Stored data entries
○ ○ ○ ○ ○ ○ ○
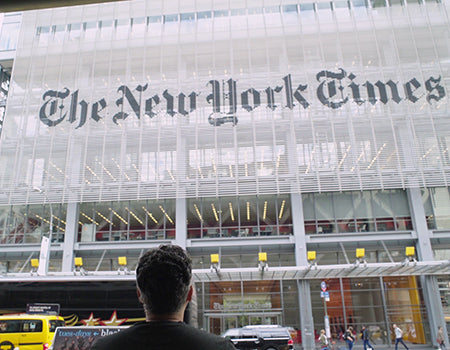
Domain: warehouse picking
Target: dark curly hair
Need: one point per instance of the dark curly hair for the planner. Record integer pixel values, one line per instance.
(164, 276)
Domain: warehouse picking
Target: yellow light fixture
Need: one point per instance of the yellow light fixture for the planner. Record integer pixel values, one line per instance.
(360, 253)
(410, 251)
(122, 260)
(214, 258)
(78, 262)
(311, 255)
(262, 256)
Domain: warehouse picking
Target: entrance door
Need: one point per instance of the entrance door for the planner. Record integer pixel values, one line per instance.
(219, 323)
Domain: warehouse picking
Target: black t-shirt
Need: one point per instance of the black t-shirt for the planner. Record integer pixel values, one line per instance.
(164, 335)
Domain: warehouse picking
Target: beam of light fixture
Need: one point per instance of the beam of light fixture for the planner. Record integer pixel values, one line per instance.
(92, 172)
(200, 172)
(344, 156)
(107, 171)
(135, 168)
(230, 167)
(231, 211)
(215, 212)
(104, 217)
(283, 203)
(134, 215)
(198, 212)
(150, 215)
(119, 217)
(58, 169)
(376, 156)
(48, 222)
(120, 169)
(89, 218)
(167, 215)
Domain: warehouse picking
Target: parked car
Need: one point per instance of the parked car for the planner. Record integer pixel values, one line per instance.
(263, 337)
(24, 331)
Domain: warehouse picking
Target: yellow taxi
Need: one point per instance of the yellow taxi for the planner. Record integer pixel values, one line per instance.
(28, 332)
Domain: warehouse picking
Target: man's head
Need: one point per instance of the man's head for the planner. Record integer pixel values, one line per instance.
(163, 278)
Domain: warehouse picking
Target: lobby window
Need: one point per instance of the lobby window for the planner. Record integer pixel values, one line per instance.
(123, 26)
(356, 211)
(127, 220)
(28, 223)
(247, 216)
(74, 31)
(436, 202)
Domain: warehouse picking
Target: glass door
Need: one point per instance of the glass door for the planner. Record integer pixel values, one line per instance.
(219, 323)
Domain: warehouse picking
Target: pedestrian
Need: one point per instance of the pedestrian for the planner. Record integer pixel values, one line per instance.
(163, 277)
(349, 337)
(441, 338)
(323, 341)
(398, 337)
(365, 338)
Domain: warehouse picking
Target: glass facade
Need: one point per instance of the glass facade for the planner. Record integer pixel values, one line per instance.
(130, 220)
(28, 223)
(356, 211)
(374, 303)
(210, 126)
(437, 207)
(239, 216)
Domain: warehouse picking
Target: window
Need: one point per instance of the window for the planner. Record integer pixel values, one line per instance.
(32, 326)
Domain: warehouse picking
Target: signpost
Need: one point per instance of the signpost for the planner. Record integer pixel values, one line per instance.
(326, 297)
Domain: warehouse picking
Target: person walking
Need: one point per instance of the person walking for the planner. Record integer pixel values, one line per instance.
(323, 341)
(441, 338)
(398, 337)
(163, 277)
(365, 338)
(349, 337)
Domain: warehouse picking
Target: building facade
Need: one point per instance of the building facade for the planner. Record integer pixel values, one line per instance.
(232, 128)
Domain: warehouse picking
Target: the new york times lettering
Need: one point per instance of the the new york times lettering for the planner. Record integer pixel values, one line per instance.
(226, 101)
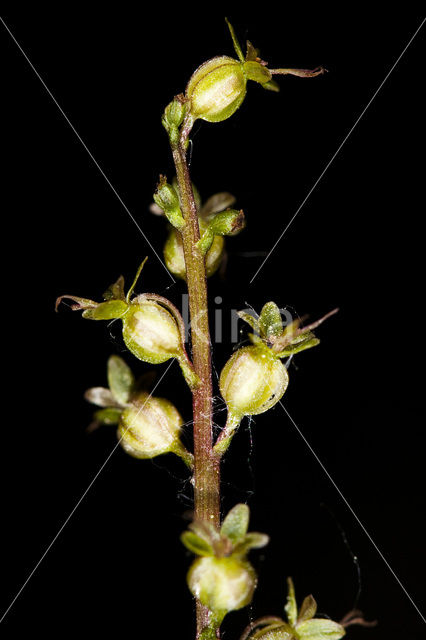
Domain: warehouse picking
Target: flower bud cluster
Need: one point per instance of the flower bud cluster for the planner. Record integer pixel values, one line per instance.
(214, 223)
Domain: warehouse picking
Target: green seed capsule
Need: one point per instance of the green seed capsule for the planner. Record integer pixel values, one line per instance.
(150, 331)
(150, 427)
(252, 381)
(153, 328)
(222, 584)
(216, 89)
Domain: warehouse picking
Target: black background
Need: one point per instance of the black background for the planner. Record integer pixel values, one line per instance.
(357, 244)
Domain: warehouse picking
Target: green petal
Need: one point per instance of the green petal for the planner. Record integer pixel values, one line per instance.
(291, 606)
(251, 320)
(100, 396)
(307, 610)
(235, 524)
(252, 540)
(120, 379)
(115, 291)
(272, 85)
(107, 310)
(320, 629)
(108, 416)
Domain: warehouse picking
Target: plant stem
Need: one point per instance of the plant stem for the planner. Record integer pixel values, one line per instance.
(206, 463)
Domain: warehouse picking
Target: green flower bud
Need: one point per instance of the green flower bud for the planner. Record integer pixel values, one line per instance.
(226, 223)
(150, 331)
(173, 117)
(252, 381)
(301, 624)
(174, 256)
(153, 328)
(222, 584)
(167, 198)
(150, 427)
(216, 89)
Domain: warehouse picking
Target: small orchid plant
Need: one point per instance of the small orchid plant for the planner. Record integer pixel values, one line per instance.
○ ○ ○ ○ ○ ○ ○
Reproduce all of the material exactly, apart from the pictures.

Domain: warehouse picking
Target: dark curly hair
Need: one point per instance of the dark curly hair for the planner. Record integer pixel values, one line per instance.
(164, 276)
Domain: warehouse picking
Target: yellow light fixture
Need: one point per instance of the yellow light fixture for the planner. Record integer pixel values, one line per instance.
(360, 253)
(410, 251)
(122, 260)
(214, 258)
(78, 262)
(311, 255)
(262, 256)
Domain: warehouse picking
Target: entrance door
Need: one point per instance of the entrance door for the planner. Record integer pixel values, one line per instance.
(219, 323)
Domain: warehouse picking
Target: black t-shirt
Need: one point per instance of the black t-shirt for the planner. Record integer pixel values, one line per instance.
(164, 335)
Domain: warehouse picking
Target: beam of light fixture
Need: one point per instance of the beam of light fixture for the planner. Record integer pixel values, one line per instance.
(92, 172)
(200, 172)
(344, 156)
(107, 171)
(135, 168)
(230, 167)
(231, 211)
(215, 212)
(104, 217)
(283, 203)
(134, 215)
(198, 212)
(150, 215)
(119, 217)
(58, 169)
(376, 156)
(48, 222)
(120, 169)
(89, 218)
(167, 215)
Domain: warehouse picking
Target: parked car
Need: one point per instance of the parked car for the planner. Record integer pixel values, one line per instance.
(263, 337)
(24, 331)
Domain: warehouse picking
Target: yellow taxi
Need: one point per instance of the yellow taxi for the planner. Record integer pixel values, one line per instance.
(28, 332)
Domain: warehouse picking
Target: man's head
Need: one point per instance of the man's head for the planner. Record integer pixel values, one line per instance.
(163, 278)
Domain: warehouse picking
Target: lobby window
Need: one point per instance of the lobby window for the planner. Record integer pixel values, one line per instance.
(123, 26)
(356, 211)
(127, 220)
(28, 223)
(247, 216)
(74, 31)
(436, 202)
Domain: warehouse picking
Target: glass door
Need: one point per instance of the glass door for the planner. Record integer pixel values, one line per instance.
(219, 323)
Domain: warehouse picking
Target: pedestrian
Need: one point per instance of the pedestrian for the planner. Record integer pixel values, one line per instance.
(163, 277)
(349, 337)
(441, 338)
(323, 341)
(398, 337)
(365, 338)
Domain: warehouse picking
Target: glass facade
Need: one point per instance of the glass facade for the planner. Record integer pixel values, one line per instance.
(130, 220)
(28, 223)
(356, 211)
(374, 303)
(210, 126)
(437, 207)
(239, 216)
Domain: warehouse picking
Target: window
Need: one point per instance of the window for the planner. Record integer pixel values, one line per instance.
(32, 326)
Domain: warehouse picking
Target: signpost
Need: one point per instance of the signpost for the planner. Record integer pixel values, one line per instance.
(326, 297)
Domain: warehouse picking
Target: person walking
Need: one point per instance of the person walking for the planner. Record integer pixel values, one line per instance.
(323, 341)
(441, 338)
(398, 337)
(163, 277)
(365, 338)
(349, 337)
Domain: warehouse picking
Target: building facade
Need: one point per instance of the building facade for the planner. Record integer pixel values, one line per instance.
(232, 128)
Domain: warehouse picking
Target: the new york times lettering
Need: one point per instance of the the new york times lettering for the planner. Record integer pixel values, one line per instance.
(226, 101)
Domain: warehouse picking
Target: flower bud cluster
Need: one point per instance of the flower bud cluster for the planner. Record integer pixel values, one line per instance.
(214, 223)
Domain: warehouse picking
Target: green seed capsule
Need: one point per instance of the green seed capsule for the planner. Record integer pixel values, one line per instance.
(150, 331)
(150, 427)
(252, 381)
(153, 328)
(222, 584)
(216, 89)
Domain: warehouse picking
Target: black background
Need: one point per instance of the black background for the planner. Record integer pixel values, one line per instance.
(357, 244)
Domain: warehouse picking
Target: green petal
Need: one point per instance of the green petal for the planner. Record integer pixel values, one line per instance.
(291, 606)
(251, 320)
(100, 396)
(307, 610)
(235, 524)
(252, 540)
(120, 379)
(115, 291)
(272, 85)
(107, 310)
(320, 629)
(108, 416)
Domain: warehouse picking
Target: plant stem
Need: one point per instance of the plant stem for the planner. Record integer pixel values, one line per instance.
(206, 463)
Domain: warehouse picking
Target: green flower bud
Need: one point per instance of the green flower bud for the planner. Record integer pixel values, one line per instance.
(226, 223)
(150, 331)
(173, 117)
(252, 381)
(301, 624)
(174, 256)
(153, 328)
(222, 584)
(167, 198)
(150, 427)
(216, 89)
Domain: warehouse picking
Target: small orchid plant
Need: one point per instance of the small orchid plant for the planner. Record integer pixel values, one line per instance.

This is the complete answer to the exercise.